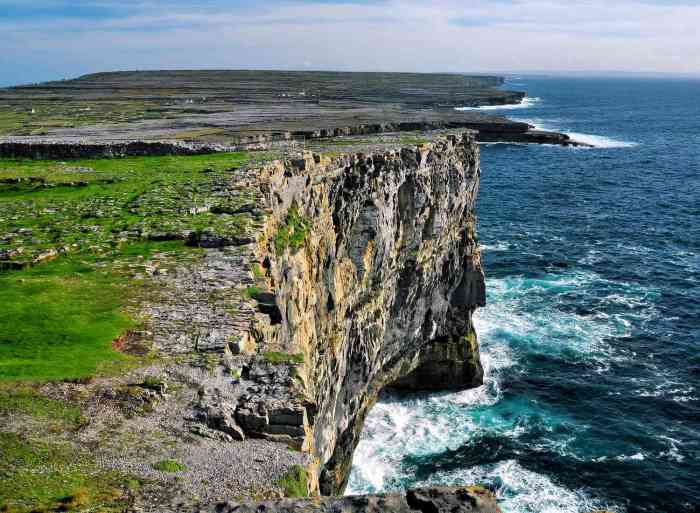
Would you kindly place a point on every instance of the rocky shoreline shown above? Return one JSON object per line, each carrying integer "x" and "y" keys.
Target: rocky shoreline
{"x": 73, "y": 149}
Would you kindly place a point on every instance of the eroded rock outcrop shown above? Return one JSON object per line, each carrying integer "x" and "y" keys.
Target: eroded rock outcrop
{"x": 373, "y": 271}
{"x": 470, "y": 499}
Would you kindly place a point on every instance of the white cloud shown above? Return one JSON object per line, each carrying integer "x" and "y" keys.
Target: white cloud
{"x": 443, "y": 35}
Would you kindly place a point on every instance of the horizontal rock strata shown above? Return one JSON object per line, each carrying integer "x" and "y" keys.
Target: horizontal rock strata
{"x": 472, "y": 499}
{"x": 374, "y": 267}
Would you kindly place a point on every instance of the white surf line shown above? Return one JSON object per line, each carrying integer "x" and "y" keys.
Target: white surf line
{"x": 524, "y": 104}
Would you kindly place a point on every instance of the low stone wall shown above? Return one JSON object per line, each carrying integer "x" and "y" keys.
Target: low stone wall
{"x": 80, "y": 150}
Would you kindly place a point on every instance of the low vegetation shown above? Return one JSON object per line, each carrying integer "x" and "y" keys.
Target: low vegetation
{"x": 294, "y": 482}
{"x": 79, "y": 244}
{"x": 277, "y": 358}
{"x": 169, "y": 466}
{"x": 292, "y": 232}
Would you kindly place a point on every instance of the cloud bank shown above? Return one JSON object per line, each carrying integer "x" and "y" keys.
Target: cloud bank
{"x": 49, "y": 39}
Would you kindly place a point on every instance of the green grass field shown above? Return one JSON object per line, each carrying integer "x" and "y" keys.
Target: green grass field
{"x": 58, "y": 318}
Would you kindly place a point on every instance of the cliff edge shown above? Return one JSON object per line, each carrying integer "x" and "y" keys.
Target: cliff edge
{"x": 369, "y": 273}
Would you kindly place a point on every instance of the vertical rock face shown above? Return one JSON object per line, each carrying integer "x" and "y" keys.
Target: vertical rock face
{"x": 375, "y": 269}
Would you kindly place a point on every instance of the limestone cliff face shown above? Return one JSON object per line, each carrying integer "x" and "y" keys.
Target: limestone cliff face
{"x": 374, "y": 273}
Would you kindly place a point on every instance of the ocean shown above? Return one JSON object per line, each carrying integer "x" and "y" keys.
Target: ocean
{"x": 591, "y": 336}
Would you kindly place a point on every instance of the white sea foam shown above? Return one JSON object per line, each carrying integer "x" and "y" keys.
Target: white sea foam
{"x": 520, "y": 490}
{"x": 521, "y": 316}
{"x": 599, "y": 141}
{"x": 524, "y": 104}
{"x": 498, "y": 246}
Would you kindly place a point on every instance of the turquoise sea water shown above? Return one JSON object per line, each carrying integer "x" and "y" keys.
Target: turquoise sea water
{"x": 591, "y": 336}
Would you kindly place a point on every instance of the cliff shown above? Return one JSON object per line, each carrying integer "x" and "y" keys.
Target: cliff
{"x": 369, "y": 272}
{"x": 470, "y": 499}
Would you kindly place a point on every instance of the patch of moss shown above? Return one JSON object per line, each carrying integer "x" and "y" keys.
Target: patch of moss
{"x": 44, "y": 475}
{"x": 169, "y": 465}
{"x": 277, "y": 358}
{"x": 294, "y": 482}
{"x": 292, "y": 232}
{"x": 251, "y": 292}
{"x": 26, "y": 400}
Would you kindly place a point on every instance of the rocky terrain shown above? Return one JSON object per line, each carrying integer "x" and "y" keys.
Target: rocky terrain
{"x": 191, "y": 325}
{"x": 259, "y": 354}
{"x": 250, "y": 109}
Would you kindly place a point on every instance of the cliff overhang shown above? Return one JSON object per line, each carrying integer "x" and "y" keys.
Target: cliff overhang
{"x": 369, "y": 272}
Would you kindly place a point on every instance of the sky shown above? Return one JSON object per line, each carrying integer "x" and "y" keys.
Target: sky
{"x": 53, "y": 39}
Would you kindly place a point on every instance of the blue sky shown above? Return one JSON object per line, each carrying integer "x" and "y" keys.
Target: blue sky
{"x": 50, "y": 39}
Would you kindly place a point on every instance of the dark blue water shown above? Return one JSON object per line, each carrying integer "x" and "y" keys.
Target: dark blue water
{"x": 591, "y": 338}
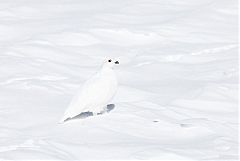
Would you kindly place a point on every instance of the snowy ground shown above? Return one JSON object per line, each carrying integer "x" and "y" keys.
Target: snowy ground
{"x": 178, "y": 94}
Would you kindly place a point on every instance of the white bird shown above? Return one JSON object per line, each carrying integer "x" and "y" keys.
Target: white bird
{"x": 95, "y": 93}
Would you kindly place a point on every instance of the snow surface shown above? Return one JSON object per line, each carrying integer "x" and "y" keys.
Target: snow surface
{"x": 178, "y": 94}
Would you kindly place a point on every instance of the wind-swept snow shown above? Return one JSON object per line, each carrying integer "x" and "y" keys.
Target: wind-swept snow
{"x": 178, "y": 93}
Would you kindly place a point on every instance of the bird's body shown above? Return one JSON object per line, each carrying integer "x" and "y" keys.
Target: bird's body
{"x": 95, "y": 93}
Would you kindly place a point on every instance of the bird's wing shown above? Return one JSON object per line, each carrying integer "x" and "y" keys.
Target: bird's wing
{"x": 91, "y": 96}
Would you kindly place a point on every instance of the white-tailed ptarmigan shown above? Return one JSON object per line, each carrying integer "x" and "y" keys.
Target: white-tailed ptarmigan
{"x": 95, "y": 93}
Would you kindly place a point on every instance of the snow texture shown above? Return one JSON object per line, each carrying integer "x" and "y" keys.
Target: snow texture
{"x": 178, "y": 79}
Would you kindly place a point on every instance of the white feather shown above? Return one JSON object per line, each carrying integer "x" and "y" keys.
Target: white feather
{"x": 95, "y": 93}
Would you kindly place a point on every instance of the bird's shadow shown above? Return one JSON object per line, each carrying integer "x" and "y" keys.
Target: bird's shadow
{"x": 84, "y": 115}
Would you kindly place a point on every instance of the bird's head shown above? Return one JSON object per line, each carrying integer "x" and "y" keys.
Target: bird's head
{"x": 110, "y": 63}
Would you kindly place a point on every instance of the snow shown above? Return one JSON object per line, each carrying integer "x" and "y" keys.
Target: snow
{"x": 178, "y": 93}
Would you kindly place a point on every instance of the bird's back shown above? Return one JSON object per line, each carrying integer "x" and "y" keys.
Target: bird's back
{"x": 94, "y": 95}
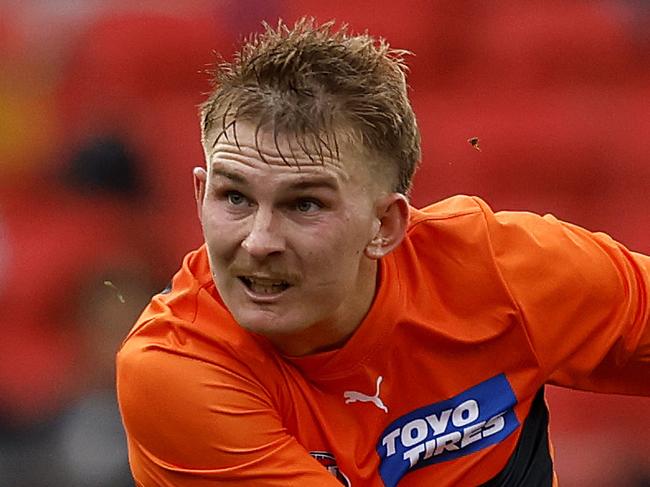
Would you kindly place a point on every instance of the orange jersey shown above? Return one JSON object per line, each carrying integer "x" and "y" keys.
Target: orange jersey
{"x": 441, "y": 383}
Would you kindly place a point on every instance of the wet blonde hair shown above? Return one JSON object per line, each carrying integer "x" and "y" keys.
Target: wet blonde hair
{"x": 319, "y": 84}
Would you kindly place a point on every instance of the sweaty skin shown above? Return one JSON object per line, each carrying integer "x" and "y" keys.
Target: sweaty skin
{"x": 293, "y": 242}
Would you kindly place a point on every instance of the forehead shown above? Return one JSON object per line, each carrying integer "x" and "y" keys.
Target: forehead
{"x": 244, "y": 145}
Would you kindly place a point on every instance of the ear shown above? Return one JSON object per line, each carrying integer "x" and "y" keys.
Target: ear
{"x": 392, "y": 218}
{"x": 200, "y": 180}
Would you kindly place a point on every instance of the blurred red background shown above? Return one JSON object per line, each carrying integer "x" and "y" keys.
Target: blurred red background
{"x": 99, "y": 132}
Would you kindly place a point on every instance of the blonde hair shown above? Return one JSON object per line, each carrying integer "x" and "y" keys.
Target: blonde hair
{"x": 317, "y": 83}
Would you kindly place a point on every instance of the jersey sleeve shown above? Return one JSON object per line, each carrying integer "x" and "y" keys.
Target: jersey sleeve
{"x": 191, "y": 423}
{"x": 583, "y": 298}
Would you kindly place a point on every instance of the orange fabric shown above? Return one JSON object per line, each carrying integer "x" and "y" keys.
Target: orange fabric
{"x": 469, "y": 296}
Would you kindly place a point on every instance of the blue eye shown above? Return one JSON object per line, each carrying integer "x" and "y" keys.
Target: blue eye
{"x": 307, "y": 206}
{"x": 235, "y": 198}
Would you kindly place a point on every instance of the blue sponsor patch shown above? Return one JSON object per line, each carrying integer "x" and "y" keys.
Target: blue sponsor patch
{"x": 479, "y": 417}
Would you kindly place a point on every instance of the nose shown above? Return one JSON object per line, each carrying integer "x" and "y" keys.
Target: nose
{"x": 265, "y": 237}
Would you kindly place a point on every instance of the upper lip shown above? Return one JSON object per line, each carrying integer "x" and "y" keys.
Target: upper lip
{"x": 266, "y": 279}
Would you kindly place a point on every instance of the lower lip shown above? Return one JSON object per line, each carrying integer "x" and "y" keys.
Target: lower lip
{"x": 262, "y": 298}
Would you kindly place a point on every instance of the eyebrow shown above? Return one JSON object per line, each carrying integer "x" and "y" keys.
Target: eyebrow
{"x": 304, "y": 183}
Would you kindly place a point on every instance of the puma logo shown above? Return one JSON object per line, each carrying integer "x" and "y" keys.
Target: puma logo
{"x": 354, "y": 396}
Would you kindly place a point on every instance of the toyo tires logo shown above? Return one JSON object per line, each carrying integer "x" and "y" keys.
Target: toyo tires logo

■ WHAT YOU NEED TO DO
Write out again, exactly, the lines from the one holding "of the lower" through the end of the listing, with both ends included.

■ CORRECT RESPONSE
Would you kindly place a point on every instance of the lower lip shown above? Return one JSON object per line, each carrying integer "x" and "y" keys.
Target: lower lip
{"x": 262, "y": 298}
Would you kindly place a point on every instance of the eyebrow shown above? Return one JSON object per line, each carrying integer "x" and "y" keys.
Target: eyebrow
{"x": 304, "y": 183}
Would you kindly place a point on every instance of the puma logo shown above? Return one JSON object per line, each carrying integer "x" and "y" keys.
Target: puma logo
{"x": 354, "y": 396}
Would you kindly place a point on every instance of the toyo tires logo shown above? Return one JSON object per line, each carrying integer "x" and "y" keys.
Target: toyo tires logo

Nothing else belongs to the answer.